Editorโs note: This op-ed is by James H. Maroney Jr., a law school student, who is a former farmer.
The 2012 Farm Bill is a mare’s nest of legislation designed to fold in myriad national interests in order to get its central purpose passed into law. And its central purpose is not farmers, or farming, as the title implies, but the business of purchasing raw foodstuffs, manufacturing it into food, distributing it and selling it, either to retailers and consumers or to government. The Farm Bill is not oblivious to farmers: the cultivation of soil in which raw food stuffs are grown is the first step in what is referred to as the food chain. The Farm Bill sets the stage for the economics of producing raw foodstuffs; it does not care particularly who makes them, how they are produced or where, only that raw foodstuffs be produced in surplus in order that they be cheap.
That is why the Farm Bill encompasses programs like nutrition, health, rural “development” and food assistance. These are important government concerns, but they should be separated from the Farm Bill: they have nothing to do with farming.
Everyone knows that farming in California, Iowa and Missouri is not the same thing as farming in Vermont. The differences are many, but for our purposes they boil down to weather, soil, water and scale, all of which boil down to quantity at cost, the main thing.
Think of U.S. farming as a set of concentric rings. The innermost circle represents the few, largest, most “efficient” farms, all in the most salubrious weather conditions and the most productive soils. In the 1920s through the 1960s, the federal government arranged, at taxpayer expense, to dam all America’s major rivers in order to supply these farms with water (80 percent of water use goes to agriculture). These programs subsidized farming in the Imperial Valley in California and essentially fallowed farming in the remote New England states where, in the rings of our diagram radiating outward, we find farms with increasingly less salubrious weather, water and soil. These farms are generally smaller due to political or geographic necessity. They are less “efficient.”
“Efficiency” is a measure of cost, which ignores pollution, which since World War II has become an unavoidable byproduct of farm “efficiency.” That is why it does not matter to the authors of the Farm Bill whether a farm is in one part of the country or another, whether it is conventional or organic; in economic terms corn that reaches the market at $4.95/bushel clears the market before corn priced at $5/bushel. Corn that comes to market at $7/bushel clears the market last.

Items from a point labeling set

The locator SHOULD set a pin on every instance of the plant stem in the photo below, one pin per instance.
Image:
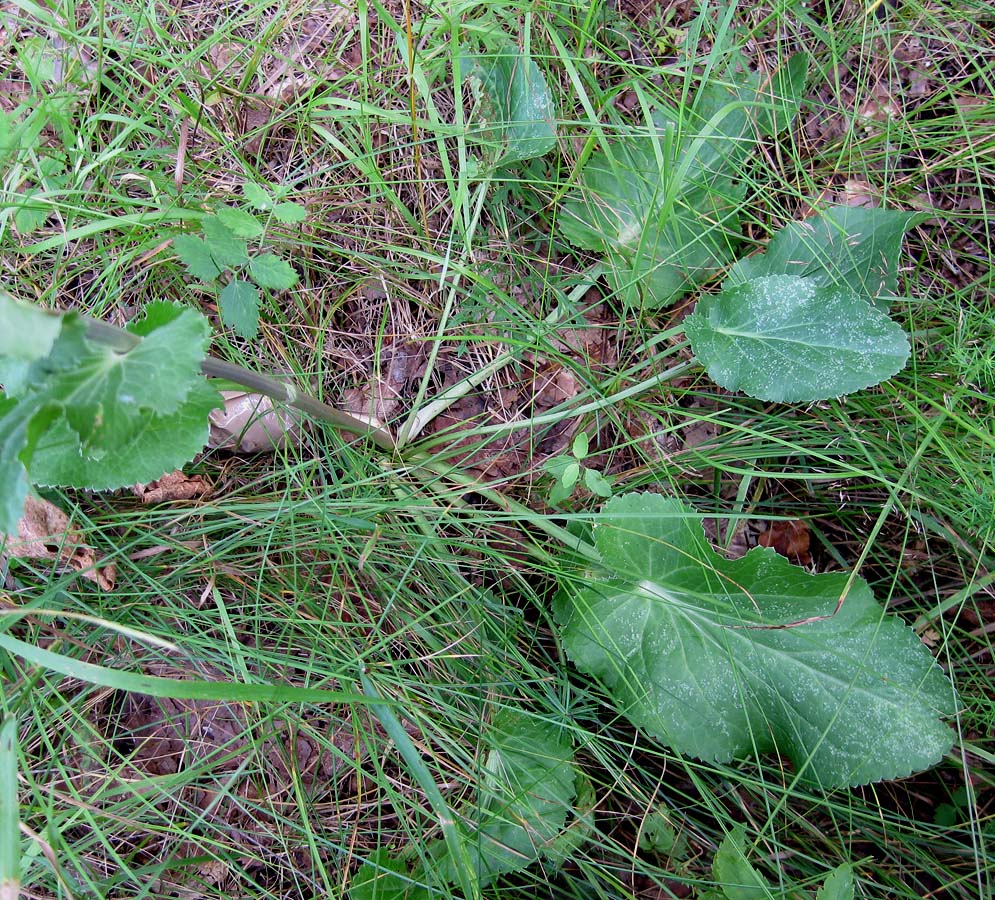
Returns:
(123, 341)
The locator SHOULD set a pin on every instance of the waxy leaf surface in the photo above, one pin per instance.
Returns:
(790, 338)
(709, 655)
(845, 246)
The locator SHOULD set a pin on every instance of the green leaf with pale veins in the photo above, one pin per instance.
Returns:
(158, 444)
(227, 249)
(109, 396)
(525, 793)
(22, 423)
(789, 338)
(845, 246)
(239, 305)
(27, 332)
(195, 254)
(269, 271)
(725, 658)
(516, 109)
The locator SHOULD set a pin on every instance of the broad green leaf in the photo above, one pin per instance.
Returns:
(109, 397)
(239, 305)
(195, 254)
(844, 246)
(289, 213)
(239, 222)
(597, 483)
(789, 339)
(734, 874)
(526, 790)
(725, 658)
(227, 249)
(27, 332)
(383, 877)
(838, 884)
(160, 444)
(20, 377)
(269, 271)
(21, 425)
(516, 105)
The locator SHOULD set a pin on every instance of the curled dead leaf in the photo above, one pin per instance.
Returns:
(44, 532)
(790, 540)
(171, 487)
(251, 423)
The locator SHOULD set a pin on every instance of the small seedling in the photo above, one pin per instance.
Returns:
(223, 255)
(568, 471)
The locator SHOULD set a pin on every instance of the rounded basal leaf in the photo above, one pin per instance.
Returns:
(727, 658)
(108, 396)
(27, 332)
(851, 246)
(159, 445)
(788, 338)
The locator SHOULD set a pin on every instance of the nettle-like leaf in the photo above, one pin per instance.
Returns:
(240, 221)
(792, 338)
(195, 254)
(269, 271)
(844, 246)
(515, 105)
(708, 654)
(227, 249)
(239, 306)
(664, 205)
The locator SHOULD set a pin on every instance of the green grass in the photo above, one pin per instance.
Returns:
(327, 563)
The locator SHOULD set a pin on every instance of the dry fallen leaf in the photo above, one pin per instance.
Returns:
(44, 533)
(249, 423)
(172, 486)
(790, 540)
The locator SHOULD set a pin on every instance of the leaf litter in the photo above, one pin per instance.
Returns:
(45, 533)
(144, 719)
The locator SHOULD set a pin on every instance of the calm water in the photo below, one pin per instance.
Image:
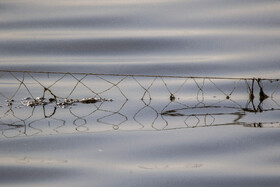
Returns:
(212, 133)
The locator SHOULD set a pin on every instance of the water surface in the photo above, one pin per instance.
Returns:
(215, 131)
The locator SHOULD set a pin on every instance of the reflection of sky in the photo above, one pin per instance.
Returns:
(233, 38)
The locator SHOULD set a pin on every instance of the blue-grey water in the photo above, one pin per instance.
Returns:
(215, 131)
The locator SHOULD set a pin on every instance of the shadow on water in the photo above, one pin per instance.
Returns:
(36, 103)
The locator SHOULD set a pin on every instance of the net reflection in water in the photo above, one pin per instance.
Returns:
(36, 103)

WRITTEN INSTRUCTION: Transcribe the op-ed on the Farm Bill from "Everyone knows that" to "the main thing.". The items have no connection to the op-ed on the Farm Bill.

TASK OUTPUT:
Everyone knows that farming in California, Iowa and Missouri is not the same thing as farming in Vermont. The differences are many, but for our purposes they boil down to weather, soil, water and scale, all of which boil down to quantity at cost, the main thing.